> [What is needed]
According to the interview that comes before the rows, why is it hard for many students to be receptive to learning?

> [Passage]
------------------------------
Lady Bug Nut (2023), hand crocheted assorted fibers, 68" x 86". image / provided
While we were corresponding, you mentioned that, pedagogically, you are interested in countering public-facing social media culture and prioritizing intimacy and presence. What brought you to this perspective and how does this impact your teaching?
I’ve been teaching for over a decade. Currently, most of my students have anxiety disorders that I believe are a result of being on their phones and overloading their nervous systems with too much information. If someone is anxious or if someone is socioeconomically oppressed, experiencing micro or macro racism, sexism, transphobia, homophobia, or ableism, they may be in a traumatized state which makes being receptive to learning very difficult. Part of my pedagogical focus is to help students develop tools to navigate the sludge so they feel safe enough to open up and be vulnerable.
Like bell hooks, I believe education is emancipatory. School is a place where a person is able to question the programming they arrived with. I believe this process is hindered if we are performing persona for a public. I want us to take off our armor and be with each other. That feels like the first step toward achieving something real and meaningful together.
Do You Ever Feel Like a Plastic Bag? (2023), hand crocheted assorted fibers, 78" x 44". image / provided
As the Spring 2023 Teiger Mentor in the Arts, you're working closely with undergraduate and graduate students. What do you prioritize in these interactions and what do you take away from them?
I am trying to create a learning space that is foundational in love, generosity, openness and kindness. This requires deep listening and being present. Play is also important. I believe play is powerfully symbolic and ritualistic. I am also interested in sharing my community with students as an example of how to cultivate meaningful relationships. It is also my hope that they can connect with the artists I bring with me. As a result of our time together, I want students to feel more grounded in who they are and connected to what they are doing in the studio. I also hope they will choose to be ethical people with a focus on community as they enter our field.
It has been an incredibly positive experience getting to know the graduate students at Cornell and working with Leeza Meksin, whose work I have been following since 2007. It is an honor to be trusted with the responsibility of caring for our students and especially meaningful for me to work with someone who I deeply respect to deliver an enriching and supportive experience for the grads. I also feel indebted to the Fall 2023 Teiger Mentor and my friend, EJ Hauser, who suggested me for this position. I will be able to give a more accurate report as to what I expect to take away from the students when our time together has concluded.
Merry Roads (2023), hand crocheted applique on quilted and dyed denim, machine and hand sewn, 100" x 68". image / provided
Created with a gift from David Teiger '51, each semester the Teiger Mentor in the Arts Program invites a practicing artist to Cornell's Ithaca campus to share their experience and perspective through studio and seminar class visits, as well as individual critiques with M.F.A. students. Previous mentors have included current Visiting Critic in the Art Department Emilio Rojas, Emily Jacir, Miatta Kawinzi, and Candice Lin, offering undergraduate and graduate students enriching opportunities to make connections with and learn from a diverse range of leading contemporary working artists.
------------------------------
> [Data excerpts]
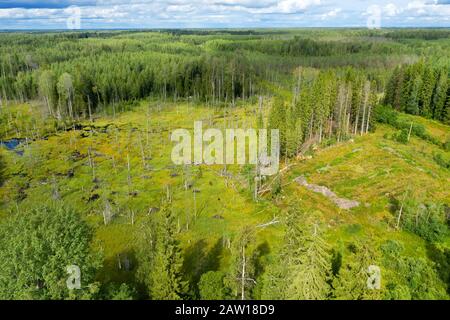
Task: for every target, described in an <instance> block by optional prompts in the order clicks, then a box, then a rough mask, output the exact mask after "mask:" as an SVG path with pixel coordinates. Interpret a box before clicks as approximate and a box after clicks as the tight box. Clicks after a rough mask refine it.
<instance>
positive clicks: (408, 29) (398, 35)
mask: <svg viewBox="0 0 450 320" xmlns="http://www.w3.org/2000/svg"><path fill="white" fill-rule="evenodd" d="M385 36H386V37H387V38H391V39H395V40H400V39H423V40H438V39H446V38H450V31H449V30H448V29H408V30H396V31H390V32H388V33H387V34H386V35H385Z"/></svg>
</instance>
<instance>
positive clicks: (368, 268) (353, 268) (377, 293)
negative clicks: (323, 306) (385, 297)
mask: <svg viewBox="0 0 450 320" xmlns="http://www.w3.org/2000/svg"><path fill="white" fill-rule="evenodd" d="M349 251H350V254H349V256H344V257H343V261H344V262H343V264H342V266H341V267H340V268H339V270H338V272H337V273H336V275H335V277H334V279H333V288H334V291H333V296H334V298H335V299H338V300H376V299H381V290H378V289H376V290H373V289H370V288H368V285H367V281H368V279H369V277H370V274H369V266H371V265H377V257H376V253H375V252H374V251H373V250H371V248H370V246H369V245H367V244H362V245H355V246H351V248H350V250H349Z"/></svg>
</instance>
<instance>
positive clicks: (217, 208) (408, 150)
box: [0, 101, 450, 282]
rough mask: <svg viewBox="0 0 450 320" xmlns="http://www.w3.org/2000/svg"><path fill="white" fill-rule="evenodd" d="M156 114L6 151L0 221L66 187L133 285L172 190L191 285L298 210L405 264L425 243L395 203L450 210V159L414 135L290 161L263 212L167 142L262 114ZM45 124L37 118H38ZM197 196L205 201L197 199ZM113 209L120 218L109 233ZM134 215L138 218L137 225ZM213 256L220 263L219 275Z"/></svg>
------------------------------
> [Completed exercise]
The interviewee believes most of the current students have anxiety disorders from time on their phones overloading their nervous systems with too much information. Students who are anxious, or who face socioeconomic oppression, racism, sexism, transphobia, homophobia, or ableism, may be in a traumatized state, which makes being receptive to learning very difficult.